• **Excerpted text**:

= = = =

WBJ FILE PHOTO Commuters brave the winter cold at Worcester's Union Station.

In a document made public Tuesday, the MBTA's overseers said they hope to hold flat the special budgetary appropriation lawmakers provided the transit agency heading into fiscal 2017, while predicting "difficult and unpopular" near-term decisions.

The MBTA's Fiscal and Management Control Board approved its annual report Monday without any discussion, and the document was released on Tuesday.

Facing what was projected as a $242 million deficit going into fiscal 2017, it appears the control board is prepared to make up a substantial portion of that with own-source revenues and savings.

The report says the board believes it has "identified sufficient operating budget savings" so the Legislature can limit its special appropriation to the MBTA at the $187 million provided in fiscal 2016.

Other items of state assistance to the MBTA, which makes up a substantial portion of the T's budget, recur annually without the need for new appropriations.

The T will soon consider fare hikes of up to 10 percent on average and the agency is moving forward on the elimination of early-morning weekend service along with efforts to boost advertising and parking revenue.

"There's got to be a balance between asking taxpayers who never use the T to pay the bills and asking riders who use it every day to pay the bills," Transportation Secretary Stephanie Pollack said Monday, after the report was approved by the board but before it was made public.

The control board, which was created this year and appointed this summer after a series of winter failures on the T, acknowledged in the report that it faced tough choices in the months ahead.

= = = =

• **Given entries**:
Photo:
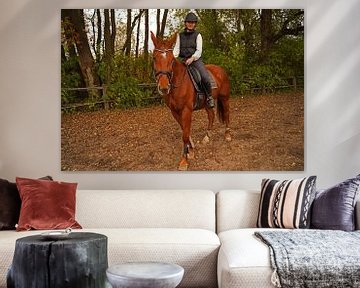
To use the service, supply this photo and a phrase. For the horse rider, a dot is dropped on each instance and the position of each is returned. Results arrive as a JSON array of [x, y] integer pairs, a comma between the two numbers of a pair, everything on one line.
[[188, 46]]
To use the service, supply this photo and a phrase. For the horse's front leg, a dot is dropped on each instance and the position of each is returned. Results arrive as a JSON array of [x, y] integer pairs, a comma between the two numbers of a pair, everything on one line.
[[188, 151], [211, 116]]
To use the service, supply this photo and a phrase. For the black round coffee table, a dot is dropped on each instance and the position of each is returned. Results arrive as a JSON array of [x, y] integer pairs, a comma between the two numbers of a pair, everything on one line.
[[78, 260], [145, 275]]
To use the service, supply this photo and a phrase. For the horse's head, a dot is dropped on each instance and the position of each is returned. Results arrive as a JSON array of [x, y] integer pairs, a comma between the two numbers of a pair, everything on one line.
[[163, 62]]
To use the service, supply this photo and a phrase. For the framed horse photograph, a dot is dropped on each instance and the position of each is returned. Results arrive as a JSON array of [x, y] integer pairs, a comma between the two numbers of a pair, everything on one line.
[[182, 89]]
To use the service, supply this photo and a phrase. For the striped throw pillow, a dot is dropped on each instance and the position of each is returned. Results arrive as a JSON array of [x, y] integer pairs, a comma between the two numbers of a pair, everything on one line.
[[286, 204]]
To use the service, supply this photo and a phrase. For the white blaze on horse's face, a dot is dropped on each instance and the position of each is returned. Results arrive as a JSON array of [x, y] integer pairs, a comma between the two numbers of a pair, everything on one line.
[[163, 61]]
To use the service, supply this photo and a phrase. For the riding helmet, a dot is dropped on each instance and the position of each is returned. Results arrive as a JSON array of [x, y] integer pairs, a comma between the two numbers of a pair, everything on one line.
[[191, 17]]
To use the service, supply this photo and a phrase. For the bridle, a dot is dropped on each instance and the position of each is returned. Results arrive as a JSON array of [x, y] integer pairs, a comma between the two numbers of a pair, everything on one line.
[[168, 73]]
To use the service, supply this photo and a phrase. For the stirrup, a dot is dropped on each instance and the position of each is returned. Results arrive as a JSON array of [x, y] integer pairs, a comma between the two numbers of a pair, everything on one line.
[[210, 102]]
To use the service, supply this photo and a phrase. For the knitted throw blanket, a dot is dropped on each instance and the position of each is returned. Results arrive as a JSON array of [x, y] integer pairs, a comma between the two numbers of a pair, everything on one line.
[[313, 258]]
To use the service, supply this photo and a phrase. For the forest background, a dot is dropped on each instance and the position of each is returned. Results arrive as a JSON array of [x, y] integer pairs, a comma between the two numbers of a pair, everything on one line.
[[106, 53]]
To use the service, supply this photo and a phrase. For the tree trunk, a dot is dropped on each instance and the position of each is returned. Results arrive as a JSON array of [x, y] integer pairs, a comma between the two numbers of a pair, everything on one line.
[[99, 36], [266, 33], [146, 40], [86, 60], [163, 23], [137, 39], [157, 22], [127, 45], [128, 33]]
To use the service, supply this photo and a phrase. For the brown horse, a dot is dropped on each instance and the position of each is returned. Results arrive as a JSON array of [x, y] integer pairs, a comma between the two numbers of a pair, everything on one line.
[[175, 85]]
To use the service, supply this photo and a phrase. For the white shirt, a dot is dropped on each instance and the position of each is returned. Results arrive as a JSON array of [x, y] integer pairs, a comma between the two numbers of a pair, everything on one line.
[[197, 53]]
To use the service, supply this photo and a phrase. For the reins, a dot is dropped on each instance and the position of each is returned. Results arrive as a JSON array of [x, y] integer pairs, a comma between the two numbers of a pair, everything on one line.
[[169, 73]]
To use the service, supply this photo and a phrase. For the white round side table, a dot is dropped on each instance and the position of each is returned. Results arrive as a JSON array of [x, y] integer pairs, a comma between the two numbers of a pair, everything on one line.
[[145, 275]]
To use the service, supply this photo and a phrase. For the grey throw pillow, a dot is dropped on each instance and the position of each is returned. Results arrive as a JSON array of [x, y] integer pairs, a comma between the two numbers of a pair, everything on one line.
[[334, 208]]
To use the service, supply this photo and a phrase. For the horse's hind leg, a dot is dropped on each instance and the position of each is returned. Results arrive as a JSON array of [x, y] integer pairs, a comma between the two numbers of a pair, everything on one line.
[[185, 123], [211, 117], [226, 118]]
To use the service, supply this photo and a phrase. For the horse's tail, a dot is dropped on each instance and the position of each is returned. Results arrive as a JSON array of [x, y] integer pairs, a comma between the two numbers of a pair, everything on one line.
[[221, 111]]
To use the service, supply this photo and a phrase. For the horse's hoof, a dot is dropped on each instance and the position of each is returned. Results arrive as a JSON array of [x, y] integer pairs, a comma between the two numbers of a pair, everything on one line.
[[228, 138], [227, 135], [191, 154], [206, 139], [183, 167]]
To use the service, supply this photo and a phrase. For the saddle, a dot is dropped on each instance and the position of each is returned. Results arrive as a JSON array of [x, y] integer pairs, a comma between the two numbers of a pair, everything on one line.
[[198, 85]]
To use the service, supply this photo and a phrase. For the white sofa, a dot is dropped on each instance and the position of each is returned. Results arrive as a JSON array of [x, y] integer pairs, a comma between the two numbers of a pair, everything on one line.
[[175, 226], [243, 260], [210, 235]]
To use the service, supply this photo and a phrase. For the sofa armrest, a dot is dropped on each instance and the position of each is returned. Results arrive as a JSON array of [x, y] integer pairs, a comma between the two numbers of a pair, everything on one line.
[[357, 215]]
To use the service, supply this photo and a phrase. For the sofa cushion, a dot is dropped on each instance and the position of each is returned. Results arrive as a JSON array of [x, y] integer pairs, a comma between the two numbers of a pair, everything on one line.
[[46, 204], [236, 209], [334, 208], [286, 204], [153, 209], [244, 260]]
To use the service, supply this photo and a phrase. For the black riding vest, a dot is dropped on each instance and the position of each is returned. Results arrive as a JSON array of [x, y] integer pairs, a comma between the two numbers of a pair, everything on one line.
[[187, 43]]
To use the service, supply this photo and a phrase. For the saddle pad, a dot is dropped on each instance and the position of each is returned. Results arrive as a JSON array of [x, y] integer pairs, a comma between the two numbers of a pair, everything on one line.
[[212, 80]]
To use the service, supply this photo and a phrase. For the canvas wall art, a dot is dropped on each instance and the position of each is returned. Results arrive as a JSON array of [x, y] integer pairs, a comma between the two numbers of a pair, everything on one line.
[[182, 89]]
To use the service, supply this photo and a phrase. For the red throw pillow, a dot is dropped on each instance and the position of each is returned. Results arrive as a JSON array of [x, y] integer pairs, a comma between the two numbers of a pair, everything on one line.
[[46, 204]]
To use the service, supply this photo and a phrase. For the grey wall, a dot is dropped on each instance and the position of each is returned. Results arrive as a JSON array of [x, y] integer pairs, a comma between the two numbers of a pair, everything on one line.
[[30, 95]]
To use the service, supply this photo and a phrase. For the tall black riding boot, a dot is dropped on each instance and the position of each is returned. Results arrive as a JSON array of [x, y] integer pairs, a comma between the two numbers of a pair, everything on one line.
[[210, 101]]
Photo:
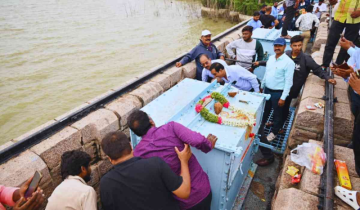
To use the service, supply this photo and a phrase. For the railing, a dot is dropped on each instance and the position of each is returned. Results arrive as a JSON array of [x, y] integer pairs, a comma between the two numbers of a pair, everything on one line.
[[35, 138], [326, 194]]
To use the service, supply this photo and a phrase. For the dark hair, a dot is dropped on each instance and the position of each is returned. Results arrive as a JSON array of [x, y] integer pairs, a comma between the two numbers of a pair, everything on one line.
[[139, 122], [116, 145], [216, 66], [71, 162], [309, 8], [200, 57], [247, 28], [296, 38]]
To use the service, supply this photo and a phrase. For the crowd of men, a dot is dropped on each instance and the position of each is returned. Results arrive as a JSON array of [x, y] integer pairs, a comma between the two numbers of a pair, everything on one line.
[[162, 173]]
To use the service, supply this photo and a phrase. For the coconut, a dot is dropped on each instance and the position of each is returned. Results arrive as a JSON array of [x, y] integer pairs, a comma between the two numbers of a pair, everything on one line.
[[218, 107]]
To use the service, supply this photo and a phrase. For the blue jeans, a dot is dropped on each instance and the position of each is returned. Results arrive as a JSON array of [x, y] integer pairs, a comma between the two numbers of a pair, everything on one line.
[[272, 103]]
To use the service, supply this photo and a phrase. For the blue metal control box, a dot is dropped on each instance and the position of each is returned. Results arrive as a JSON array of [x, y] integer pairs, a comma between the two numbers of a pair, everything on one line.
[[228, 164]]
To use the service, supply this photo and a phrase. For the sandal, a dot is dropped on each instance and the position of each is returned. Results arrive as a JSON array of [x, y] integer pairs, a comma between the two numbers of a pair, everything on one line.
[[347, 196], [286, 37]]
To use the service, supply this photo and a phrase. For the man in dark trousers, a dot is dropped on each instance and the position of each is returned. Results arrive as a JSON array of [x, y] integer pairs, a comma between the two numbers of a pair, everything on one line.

= = = =

• **Goals**:
A - Render this sentence from the MBTA budget article in Spanish: "The MBTA's Fiscal and Management Control Board approved its annual report Monday without any discussion, and the document was released on Tuesday."
B - Please continue the MBTA budget article from its final sentence.

• **Answers**:
A - La Junta de Control Fiscal y de Gestión de la MBTA aprobó su informe anual el lunes sin ningún debate, y el documento se dio a conocer el martes.

B -
In the report's opening letter to lawmakers, the control board wrote: "The FMCB is now moving from analysis to action. Many of the FMCB's decisions will be difficult and unpopular. But continued inaction on the MBTA is simply not an option. The riding public, MBTA employees, taxpayers, and the region's economy demand a well-functioning, efficient MBTA."

The report also ticked through items that have already had public airing: the ballooning cost of the Green Line Extension, the $7.3 billion state-of-good-repair described as "dire," and the agency's structural deficit that will widen without steps taken to close it.

"Reducing and soon eliminating the MBTA's structural operating budget deficit is an urgent priority, not just as a matter of fiscal responsibility, but to free up funds now going to operating expenses to meet pressing maintenance and other capital needs," the report said.

The report also detailed efforts to prepare for the current winter season, disclosing that more than $90 million had been spent on the effort - following initial forecasts of about $85 million in winterization spending.

Tens of thousands of feet of new third rail and third-rail heating systems have been added along with snow fencing, and the T has built 40 steel plows for Red and Orange line trains and is procuring an additional 40, according to the report.